● **What this task involves**: The answer must be a single number: how many lines in the entries below contain the word "clicks".
Source information: Begin
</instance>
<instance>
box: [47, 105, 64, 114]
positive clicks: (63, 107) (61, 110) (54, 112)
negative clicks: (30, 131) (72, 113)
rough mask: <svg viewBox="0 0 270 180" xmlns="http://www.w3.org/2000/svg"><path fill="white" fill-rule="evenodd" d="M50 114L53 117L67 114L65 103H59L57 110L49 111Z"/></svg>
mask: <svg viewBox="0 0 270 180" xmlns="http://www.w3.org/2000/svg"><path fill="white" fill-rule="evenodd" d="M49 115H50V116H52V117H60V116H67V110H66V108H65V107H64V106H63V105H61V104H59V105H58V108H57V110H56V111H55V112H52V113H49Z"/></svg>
Source information: End
● **Exercise solution**: 2